● Written request
Reproduce the items word for word, from the line that contains "Spot the yellow folding" through the line that contains "[[177, 77]]", with both of those lines included, and leave out the pictures.

□ □ □ □ □ □ □

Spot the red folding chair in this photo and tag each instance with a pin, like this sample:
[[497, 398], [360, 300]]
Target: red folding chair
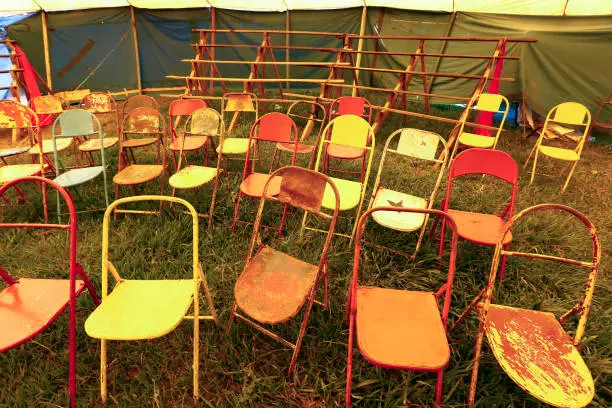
[[480, 228], [275, 128], [400, 329], [29, 305]]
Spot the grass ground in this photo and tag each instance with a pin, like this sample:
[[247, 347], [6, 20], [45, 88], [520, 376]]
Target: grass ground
[[246, 368]]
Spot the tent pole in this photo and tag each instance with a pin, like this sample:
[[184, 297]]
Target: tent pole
[[136, 52], [451, 24], [360, 47], [46, 49]]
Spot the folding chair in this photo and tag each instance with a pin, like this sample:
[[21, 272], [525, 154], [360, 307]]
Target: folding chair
[[400, 329], [568, 113], [482, 229], [141, 122], [183, 108], [275, 128], [311, 121], [491, 103], [202, 121], [274, 286], [29, 305], [77, 123], [417, 146], [351, 131], [100, 103], [347, 105], [532, 346]]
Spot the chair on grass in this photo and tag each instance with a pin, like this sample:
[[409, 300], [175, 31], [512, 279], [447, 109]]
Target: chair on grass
[[201, 121], [274, 286], [571, 114], [484, 103], [347, 105], [138, 309], [29, 305], [482, 229], [352, 131], [400, 329], [274, 128], [77, 123], [182, 109], [532, 346], [421, 148]]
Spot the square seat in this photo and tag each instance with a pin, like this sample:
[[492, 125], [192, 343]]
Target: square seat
[[141, 309], [274, 286], [401, 329], [535, 351], [28, 306]]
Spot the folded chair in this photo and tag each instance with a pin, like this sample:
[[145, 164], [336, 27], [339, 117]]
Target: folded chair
[[571, 114], [29, 305], [202, 121], [139, 309], [400, 329], [274, 128], [421, 148], [274, 286], [532, 346], [352, 131]]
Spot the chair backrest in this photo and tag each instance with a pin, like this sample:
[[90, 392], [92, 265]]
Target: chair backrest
[[446, 287], [583, 306]]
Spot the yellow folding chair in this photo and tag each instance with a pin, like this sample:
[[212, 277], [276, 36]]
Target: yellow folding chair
[[147, 309], [532, 346], [491, 103], [567, 113], [274, 286], [352, 131], [417, 146]]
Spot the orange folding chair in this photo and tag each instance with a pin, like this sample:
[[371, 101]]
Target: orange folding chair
[[29, 305], [276, 128], [400, 329], [532, 346], [179, 109], [274, 286], [475, 227], [347, 105]]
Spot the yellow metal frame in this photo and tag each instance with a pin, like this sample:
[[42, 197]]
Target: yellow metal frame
[[352, 141], [198, 278], [571, 113]]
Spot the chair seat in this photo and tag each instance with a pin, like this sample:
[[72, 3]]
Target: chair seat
[[399, 221], [254, 184], [191, 143], [401, 329], [274, 286], [15, 171], [141, 142], [141, 309], [344, 152], [234, 145], [78, 176], [350, 194], [62, 144], [28, 306], [192, 177], [473, 140], [93, 145], [559, 153], [535, 351], [301, 148], [479, 228], [138, 174]]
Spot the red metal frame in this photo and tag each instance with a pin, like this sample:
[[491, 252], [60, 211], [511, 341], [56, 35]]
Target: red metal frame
[[75, 269], [445, 289]]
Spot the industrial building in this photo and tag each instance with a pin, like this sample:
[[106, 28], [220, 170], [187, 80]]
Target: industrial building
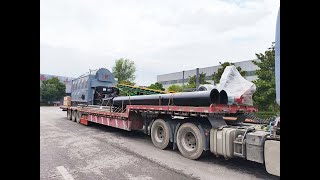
[[177, 77]]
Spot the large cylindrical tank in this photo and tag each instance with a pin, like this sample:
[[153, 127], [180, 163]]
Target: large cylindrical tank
[[198, 98]]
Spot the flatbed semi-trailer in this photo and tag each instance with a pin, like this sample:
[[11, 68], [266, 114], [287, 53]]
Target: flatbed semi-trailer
[[192, 130]]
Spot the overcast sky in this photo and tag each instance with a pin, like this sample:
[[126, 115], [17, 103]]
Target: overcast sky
[[160, 36]]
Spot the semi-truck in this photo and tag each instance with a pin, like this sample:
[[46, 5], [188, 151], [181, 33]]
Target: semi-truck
[[191, 126]]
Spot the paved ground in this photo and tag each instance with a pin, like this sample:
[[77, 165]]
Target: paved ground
[[73, 151]]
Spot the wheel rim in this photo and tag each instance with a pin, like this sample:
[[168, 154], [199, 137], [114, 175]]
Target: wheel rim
[[160, 134], [189, 141]]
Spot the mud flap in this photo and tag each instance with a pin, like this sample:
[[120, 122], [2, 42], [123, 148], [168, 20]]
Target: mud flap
[[217, 122]]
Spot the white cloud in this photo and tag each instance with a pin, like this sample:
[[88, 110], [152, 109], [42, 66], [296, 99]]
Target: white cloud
[[160, 36]]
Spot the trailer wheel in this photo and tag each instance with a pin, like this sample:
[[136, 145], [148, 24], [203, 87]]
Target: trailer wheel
[[189, 141], [69, 114], [78, 117], [160, 134], [74, 115]]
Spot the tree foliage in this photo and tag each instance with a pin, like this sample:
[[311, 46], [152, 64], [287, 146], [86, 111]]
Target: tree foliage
[[52, 90], [192, 80], [124, 70], [156, 86], [217, 76], [175, 88], [265, 95]]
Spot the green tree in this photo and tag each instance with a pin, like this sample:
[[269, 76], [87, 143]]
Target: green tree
[[192, 80], [217, 76], [175, 88], [265, 96], [127, 82], [52, 90], [156, 86], [124, 70]]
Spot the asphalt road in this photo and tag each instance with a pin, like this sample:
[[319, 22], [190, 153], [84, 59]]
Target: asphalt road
[[69, 150]]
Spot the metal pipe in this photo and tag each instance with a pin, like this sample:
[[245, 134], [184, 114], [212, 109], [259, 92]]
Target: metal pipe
[[197, 78], [182, 80], [197, 98]]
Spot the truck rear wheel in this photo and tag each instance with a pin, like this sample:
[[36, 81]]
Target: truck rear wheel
[[160, 134], [74, 115], [69, 114], [78, 116], [189, 141]]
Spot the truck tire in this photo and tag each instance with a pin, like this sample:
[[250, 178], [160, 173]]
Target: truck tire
[[69, 114], [160, 134], [74, 115], [78, 116], [189, 141]]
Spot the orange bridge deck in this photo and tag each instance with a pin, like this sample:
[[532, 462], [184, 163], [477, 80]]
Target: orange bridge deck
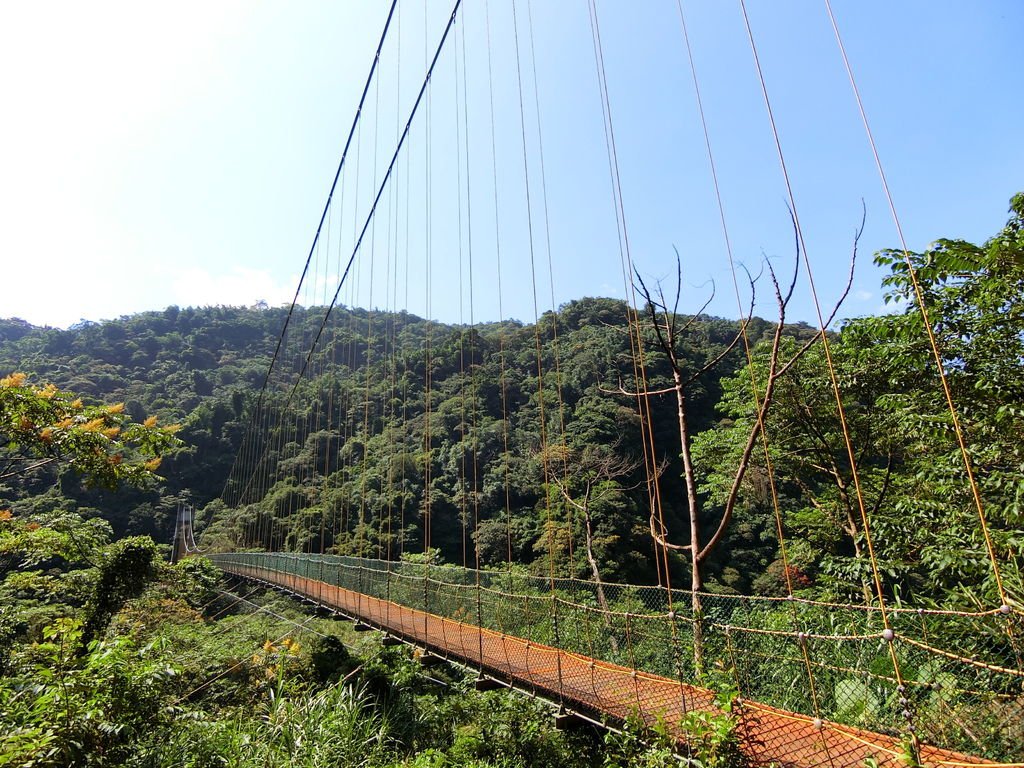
[[601, 689]]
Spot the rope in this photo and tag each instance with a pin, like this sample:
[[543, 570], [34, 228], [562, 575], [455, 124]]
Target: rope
[[919, 296]]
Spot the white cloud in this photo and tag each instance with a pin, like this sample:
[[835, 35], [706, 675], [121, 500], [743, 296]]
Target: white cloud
[[240, 287]]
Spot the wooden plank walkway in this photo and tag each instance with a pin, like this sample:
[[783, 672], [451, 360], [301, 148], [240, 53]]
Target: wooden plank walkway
[[599, 689]]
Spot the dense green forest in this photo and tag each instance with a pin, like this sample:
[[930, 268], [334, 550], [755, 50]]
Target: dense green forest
[[484, 441]]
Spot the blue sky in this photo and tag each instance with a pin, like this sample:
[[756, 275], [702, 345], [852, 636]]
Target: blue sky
[[151, 157]]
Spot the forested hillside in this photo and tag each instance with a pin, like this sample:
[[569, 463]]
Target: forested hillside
[[402, 409], [204, 368]]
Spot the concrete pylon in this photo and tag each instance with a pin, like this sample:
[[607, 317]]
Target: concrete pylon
[[182, 532]]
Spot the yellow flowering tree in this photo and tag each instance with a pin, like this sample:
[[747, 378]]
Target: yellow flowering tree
[[42, 425]]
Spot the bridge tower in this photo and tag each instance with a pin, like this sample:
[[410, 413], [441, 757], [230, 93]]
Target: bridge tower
[[184, 542]]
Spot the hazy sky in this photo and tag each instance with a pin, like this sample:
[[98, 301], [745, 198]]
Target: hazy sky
[[155, 155]]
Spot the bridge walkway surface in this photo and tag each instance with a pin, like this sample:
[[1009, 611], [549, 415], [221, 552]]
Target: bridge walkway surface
[[602, 690]]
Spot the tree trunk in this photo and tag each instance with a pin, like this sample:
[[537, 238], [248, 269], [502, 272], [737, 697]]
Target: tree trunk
[[696, 582]]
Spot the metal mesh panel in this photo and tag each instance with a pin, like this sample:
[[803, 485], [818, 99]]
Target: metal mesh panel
[[817, 683]]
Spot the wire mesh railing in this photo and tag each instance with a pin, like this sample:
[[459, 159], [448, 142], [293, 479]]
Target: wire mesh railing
[[960, 686]]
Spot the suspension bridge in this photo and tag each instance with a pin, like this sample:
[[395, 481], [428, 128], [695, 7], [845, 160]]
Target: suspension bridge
[[424, 199]]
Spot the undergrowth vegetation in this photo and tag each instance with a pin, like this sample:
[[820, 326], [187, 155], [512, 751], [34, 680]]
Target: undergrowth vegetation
[[185, 672]]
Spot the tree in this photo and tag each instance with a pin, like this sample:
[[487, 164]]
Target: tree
[[41, 426], [671, 337]]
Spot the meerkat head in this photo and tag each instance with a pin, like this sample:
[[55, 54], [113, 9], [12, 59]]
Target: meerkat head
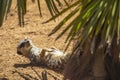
[[24, 47]]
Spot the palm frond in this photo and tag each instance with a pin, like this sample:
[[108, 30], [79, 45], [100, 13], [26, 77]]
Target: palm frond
[[95, 17]]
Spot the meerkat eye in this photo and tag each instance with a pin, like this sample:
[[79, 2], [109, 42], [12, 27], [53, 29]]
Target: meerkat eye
[[18, 52], [22, 45]]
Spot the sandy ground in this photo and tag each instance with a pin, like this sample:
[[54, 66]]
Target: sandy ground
[[15, 67]]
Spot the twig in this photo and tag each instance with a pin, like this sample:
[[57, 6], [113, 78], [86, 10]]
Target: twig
[[44, 75]]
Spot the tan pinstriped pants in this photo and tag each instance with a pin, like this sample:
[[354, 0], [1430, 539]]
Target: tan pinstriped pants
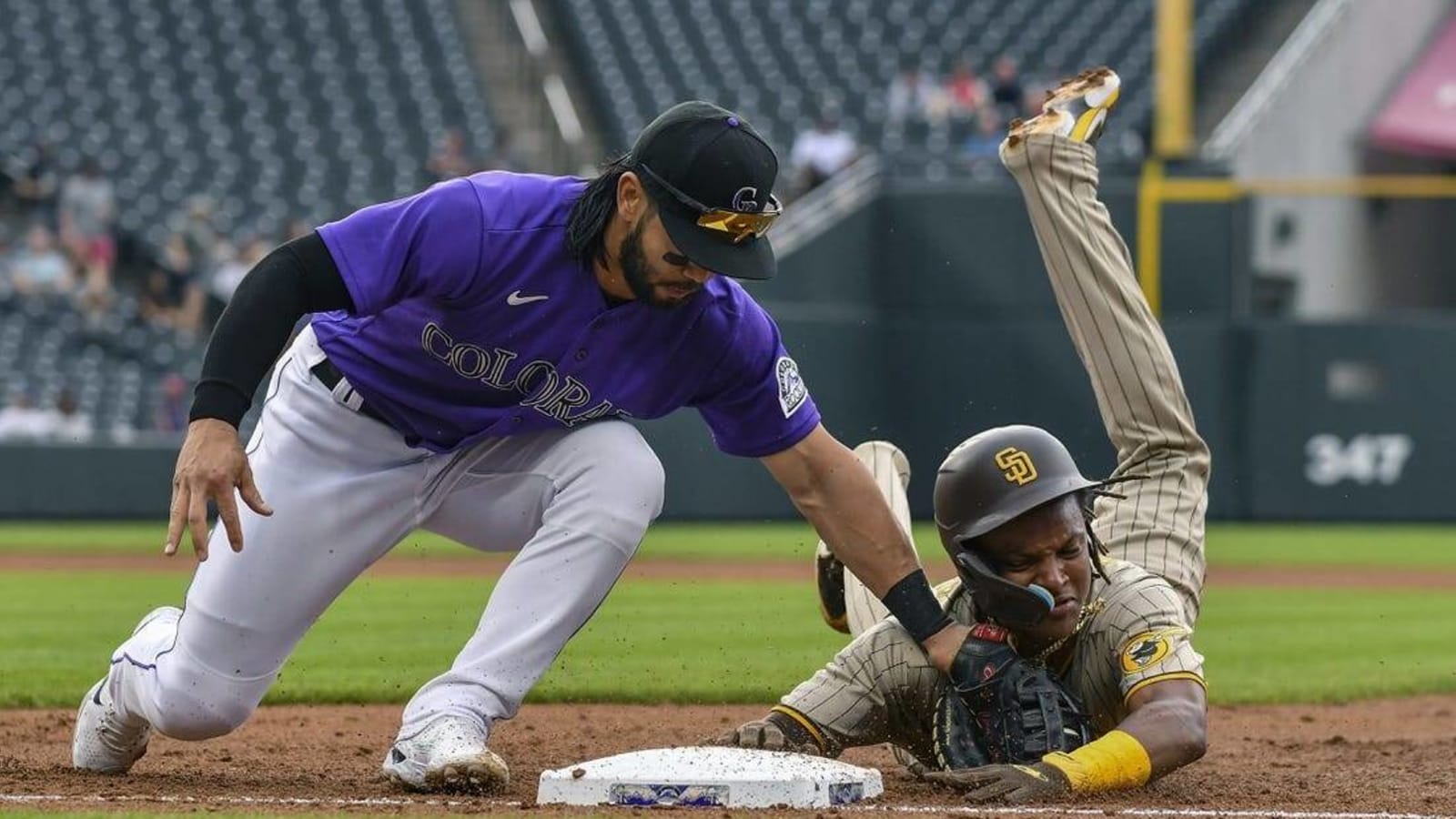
[[1139, 390]]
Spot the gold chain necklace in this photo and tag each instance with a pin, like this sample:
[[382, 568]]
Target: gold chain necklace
[[1082, 618]]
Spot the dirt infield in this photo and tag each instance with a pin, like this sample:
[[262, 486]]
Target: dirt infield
[[1372, 756], [1337, 761]]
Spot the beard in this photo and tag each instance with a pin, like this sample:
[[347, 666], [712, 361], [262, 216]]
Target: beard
[[637, 273]]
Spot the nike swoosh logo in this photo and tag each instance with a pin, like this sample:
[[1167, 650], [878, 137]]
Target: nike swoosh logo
[[517, 299]]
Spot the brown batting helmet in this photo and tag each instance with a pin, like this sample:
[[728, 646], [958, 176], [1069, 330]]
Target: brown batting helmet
[[986, 481]]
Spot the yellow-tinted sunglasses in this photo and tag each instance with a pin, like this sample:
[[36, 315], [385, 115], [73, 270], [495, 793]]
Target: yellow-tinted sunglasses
[[737, 223]]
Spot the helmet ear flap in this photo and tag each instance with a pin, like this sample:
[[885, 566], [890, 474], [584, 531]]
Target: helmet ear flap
[[1012, 605]]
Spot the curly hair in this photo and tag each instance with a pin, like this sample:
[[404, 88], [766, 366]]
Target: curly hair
[[587, 225]]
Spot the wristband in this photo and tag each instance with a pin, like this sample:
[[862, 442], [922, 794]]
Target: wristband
[[798, 729], [915, 606], [1114, 763]]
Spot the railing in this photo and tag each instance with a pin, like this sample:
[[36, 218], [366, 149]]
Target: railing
[[1317, 25]]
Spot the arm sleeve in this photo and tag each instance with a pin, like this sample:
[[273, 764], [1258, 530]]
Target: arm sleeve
[[288, 283], [427, 245], [756, 402]]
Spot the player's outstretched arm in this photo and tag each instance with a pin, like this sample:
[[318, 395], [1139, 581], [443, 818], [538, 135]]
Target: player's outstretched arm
[[296, 278], [839, 497]]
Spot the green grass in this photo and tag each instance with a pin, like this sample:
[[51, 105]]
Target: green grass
[[706, 642], [1229, 544]]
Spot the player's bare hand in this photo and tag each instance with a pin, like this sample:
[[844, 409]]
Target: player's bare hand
[[945, 644], [210, 467], [768, 734], [1005, 783]]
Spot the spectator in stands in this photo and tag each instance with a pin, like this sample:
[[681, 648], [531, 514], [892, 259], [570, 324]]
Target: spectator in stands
[[1008, 94], [172, 296], [200, 232], [502, 153], [451, 159], [172, 410], [232, 266], [820, 152], [987, 137], [38, 184], [40, 267], [966, 92], [69, 424], [87, 210], [910, 95], [24, 421]]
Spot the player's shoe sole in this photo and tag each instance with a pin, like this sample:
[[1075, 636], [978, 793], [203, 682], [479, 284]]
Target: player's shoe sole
[[101, 742], [1075, 109], [449, 756]]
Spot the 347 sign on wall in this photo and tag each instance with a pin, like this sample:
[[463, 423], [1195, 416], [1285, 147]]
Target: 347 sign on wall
[[1365, 458]]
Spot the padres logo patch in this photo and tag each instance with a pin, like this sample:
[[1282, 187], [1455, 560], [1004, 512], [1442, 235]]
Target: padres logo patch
[[1149, 649], [1016, 467], [791, 387]]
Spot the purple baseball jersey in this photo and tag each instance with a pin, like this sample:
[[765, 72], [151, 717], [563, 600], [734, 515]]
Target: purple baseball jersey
[[472, 321]]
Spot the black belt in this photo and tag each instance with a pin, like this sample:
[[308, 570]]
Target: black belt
[[331, 376]]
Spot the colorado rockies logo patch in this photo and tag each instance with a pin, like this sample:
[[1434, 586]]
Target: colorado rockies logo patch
[[791, 387], [1016, 467]]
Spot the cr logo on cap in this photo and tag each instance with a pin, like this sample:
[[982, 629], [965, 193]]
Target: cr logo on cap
[[1016, 467], [746, 200]]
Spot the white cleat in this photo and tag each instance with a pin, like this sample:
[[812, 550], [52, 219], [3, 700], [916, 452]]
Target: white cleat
[[104, 742], [448, 755]]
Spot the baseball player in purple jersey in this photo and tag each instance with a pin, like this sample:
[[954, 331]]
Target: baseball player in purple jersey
[[473, 354]]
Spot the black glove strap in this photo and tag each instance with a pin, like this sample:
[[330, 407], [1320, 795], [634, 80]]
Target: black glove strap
[[915, 606]]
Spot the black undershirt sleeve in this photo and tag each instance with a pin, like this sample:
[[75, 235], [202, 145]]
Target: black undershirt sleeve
[[288, 283]]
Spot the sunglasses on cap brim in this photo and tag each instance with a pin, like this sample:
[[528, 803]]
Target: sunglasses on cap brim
[[735, 223]]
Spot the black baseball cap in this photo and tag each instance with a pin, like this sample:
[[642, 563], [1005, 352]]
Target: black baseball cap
[[711, 177]]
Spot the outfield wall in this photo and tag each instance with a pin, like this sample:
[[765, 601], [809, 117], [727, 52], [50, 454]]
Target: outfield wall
[[926, 317]]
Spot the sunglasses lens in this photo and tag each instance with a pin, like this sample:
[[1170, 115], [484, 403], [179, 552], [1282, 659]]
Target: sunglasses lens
[[739, 225]]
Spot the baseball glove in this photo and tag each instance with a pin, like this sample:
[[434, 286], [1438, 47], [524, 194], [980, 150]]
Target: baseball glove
[[1004, 709]]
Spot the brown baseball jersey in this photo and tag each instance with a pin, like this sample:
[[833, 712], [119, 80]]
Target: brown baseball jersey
[[883, 687]]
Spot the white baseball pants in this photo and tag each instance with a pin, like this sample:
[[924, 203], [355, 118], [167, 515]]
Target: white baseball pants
[[346, 490]]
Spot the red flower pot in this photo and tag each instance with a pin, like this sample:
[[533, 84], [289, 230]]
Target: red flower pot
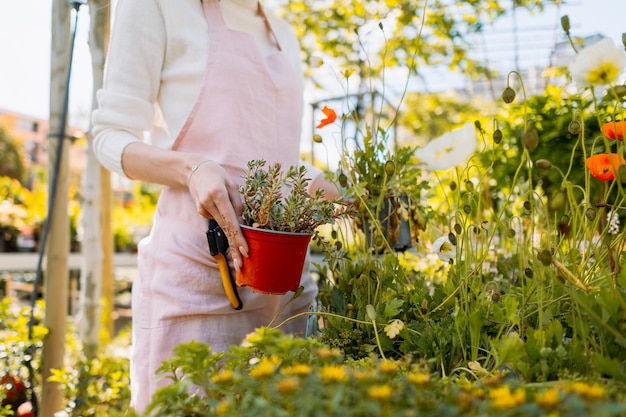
[[276, 260]]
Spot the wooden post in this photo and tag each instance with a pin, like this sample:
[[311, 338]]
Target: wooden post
[[100, 13], [56, 278]]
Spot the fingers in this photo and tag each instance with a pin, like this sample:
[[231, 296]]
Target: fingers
[[217, 197]]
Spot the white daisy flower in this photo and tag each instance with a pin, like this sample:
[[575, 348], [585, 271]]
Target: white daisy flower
[[449, 150], [598, 64], [444, 249]]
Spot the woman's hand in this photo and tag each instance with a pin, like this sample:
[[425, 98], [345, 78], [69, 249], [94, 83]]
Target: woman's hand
[[217, 197], [210, 186]]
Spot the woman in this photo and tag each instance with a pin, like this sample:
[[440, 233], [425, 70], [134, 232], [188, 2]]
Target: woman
[[216, 83]]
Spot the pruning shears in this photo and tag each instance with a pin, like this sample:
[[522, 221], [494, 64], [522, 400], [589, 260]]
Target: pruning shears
[[218, 245]]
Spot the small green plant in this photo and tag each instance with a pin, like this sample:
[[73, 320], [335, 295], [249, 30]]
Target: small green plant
[[279, 200]]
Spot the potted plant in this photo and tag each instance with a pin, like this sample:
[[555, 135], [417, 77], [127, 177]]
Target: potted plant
[[279, 219]]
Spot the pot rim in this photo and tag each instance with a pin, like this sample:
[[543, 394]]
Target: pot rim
[[278, 232]]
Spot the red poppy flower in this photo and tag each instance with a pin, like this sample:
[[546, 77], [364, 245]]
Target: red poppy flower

□ □ □ □ □ □ □

● Solution for this task
Spot the yellow folding chair in this photo and tag each instance with a pin, like this sample:
[[212, 277], [276, 36]]
Target: yellow folding chair
[[147, 309], [532, 346], [491, 103], [567, 113], [274, 286], [352, 131], [417, 146]]
Spot the orange folding chair in this photo and tag each instance with a pin, like this sample:
[[371, 101]]
Target: orange folding chair
[[29, 305], [276, 128], [400, 329], [532, 346], [179, 109], [274, 286], [475, 227], [347, 105]]
Spot the yellow metal frame in this photo and tag each instance with a pin, like this sample:
[[42, 197]]
Target: yellow metal frame
[[352, 141], [198, 278], [571, 113]]
Spot the chair seat in this photo and tag each instance with a pin, like this sample:
[[72, 3]]
Target: chair seat
[[399, 221], [254, 184], [191, 143], [401, 329], [274, 286], [15, 171], [141, 142], [141, 309], [344, 152], [234, 145], [78, 176], [350, 194], [62, 144], [28, 306], [192, 177], [473, 140], [93, 145], [559, 153], [535, 351], [301, 148], [479, 228], [138, 174]]
Spot the red metal frame in this photo and tag each instance with a pin, like this sample:
[[491, 252], [60, 211], [511, 341], [56, 35]]
Target: red metal frame
[[75, 269], [445, 289]]
Spot the industrial building in this photo and tag each instance with a pin, like this sample:
[[106, 28], [220, 170], [187, 80]]
Target: industrial building
[[177, 77]]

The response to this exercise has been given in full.